WHAT YOU WILL DO - Reproduce the passage of the report on state-sponsored intercity passenger rail funding from "- Report Published" up to and including "in three years.", word for word.

TEXT SECTION -
- Report Published -
|Funding Strategies for State Sponsored Intercity and High Speed Passenger Rail [SJR 63 (2010)]|
|Department of Rail and Public Transportation|
|SJR 63 (Regular Session, 2010)|
|Purpose and Need|
In 2009, the Commonwealth initiated its first state subsidized intercity passenger rail service. In addition, Virginia's Department of Rail and Public Transportation (DRPT) continues to grow and expand intercity passenger rail choices as an integral part of the overall transportation system in the Commonwealth. In the forefront, DRPT began service through a three-year demonstration project on the Route 29 and I-95 corridors, utilizing one-time limited resources with expansion of services to Norfolk in three years.

Phrase grounding data
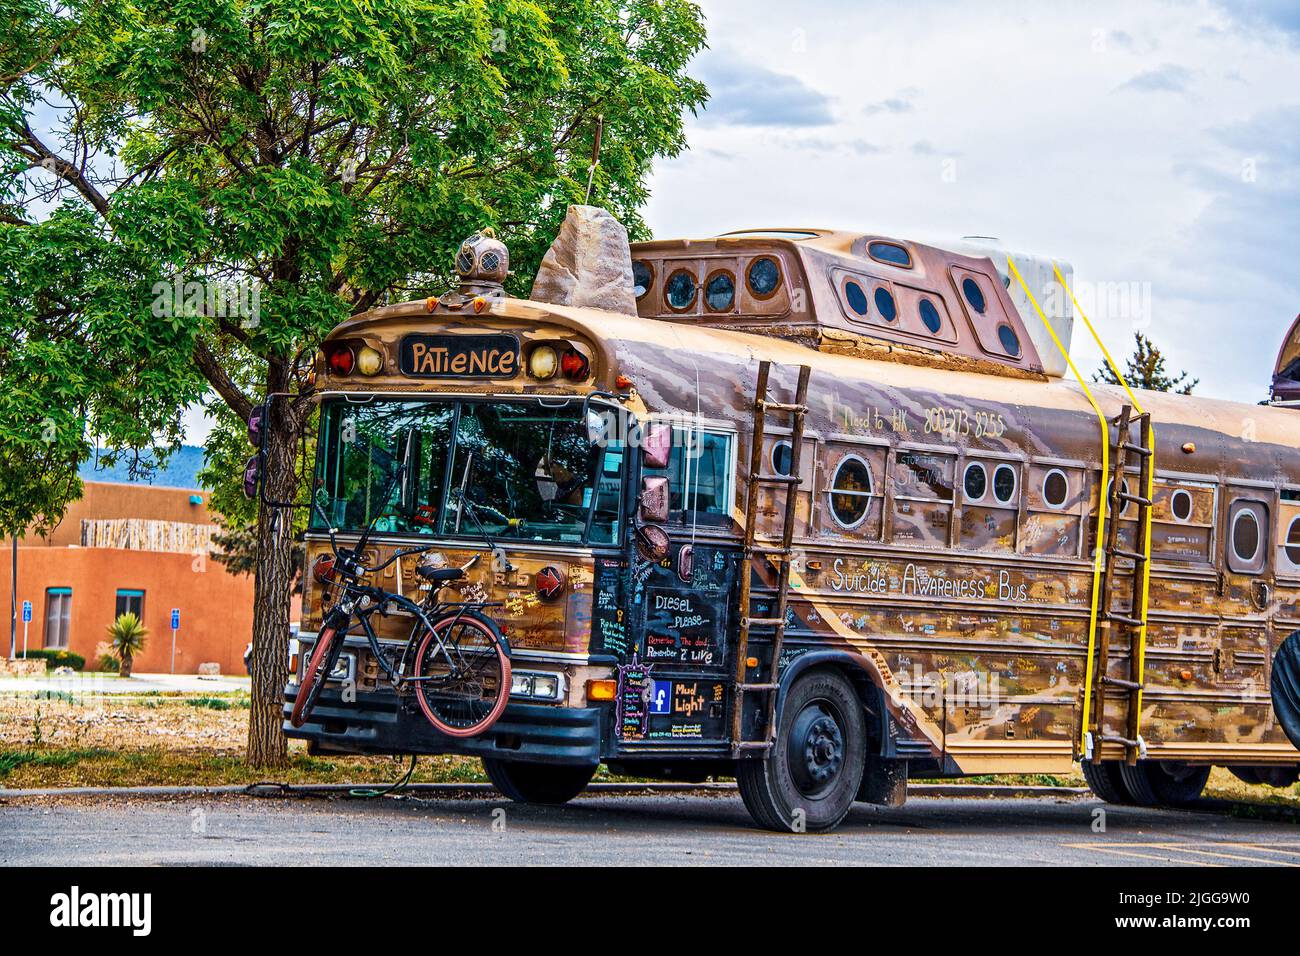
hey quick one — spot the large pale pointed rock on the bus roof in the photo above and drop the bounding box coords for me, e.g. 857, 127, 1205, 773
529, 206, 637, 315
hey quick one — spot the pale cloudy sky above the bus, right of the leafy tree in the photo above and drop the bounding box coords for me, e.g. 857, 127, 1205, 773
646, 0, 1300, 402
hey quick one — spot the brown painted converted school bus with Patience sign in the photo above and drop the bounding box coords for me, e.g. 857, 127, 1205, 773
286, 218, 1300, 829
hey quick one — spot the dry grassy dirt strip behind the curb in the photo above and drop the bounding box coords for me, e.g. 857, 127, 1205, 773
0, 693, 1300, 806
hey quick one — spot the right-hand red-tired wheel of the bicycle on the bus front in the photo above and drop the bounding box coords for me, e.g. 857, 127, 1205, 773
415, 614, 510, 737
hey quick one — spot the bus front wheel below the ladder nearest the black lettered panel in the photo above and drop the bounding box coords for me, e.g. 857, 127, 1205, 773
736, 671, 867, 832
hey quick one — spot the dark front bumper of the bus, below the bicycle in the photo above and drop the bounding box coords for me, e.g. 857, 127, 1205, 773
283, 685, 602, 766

ANSWER FOR THIS EXERCISE -
- Report Published -
|Funding Strategies for State Sponsored Intercity and High Speed Passenger Rail [SJR 63 (2010)]|
|Department of Rail and Public Transportation|
|SJR 63 (Regular Session, 2010)|
|Purpose and Need|
In 2009, the Commonwealth initiated its first state subsidized intercity passenger rail service. In addition, Virginia's Department of Rail and Public Transportation (DRPT) continues to grow and expand intercity passenger rail choices as an integral part of the overall transportation system in the Commonwealth. In the forefront, DRPT began service through a three-year demonstration project on the Route 29 and I-95 corridors, utilizing one-time limited resources with expansion of services to Norfolk in three years.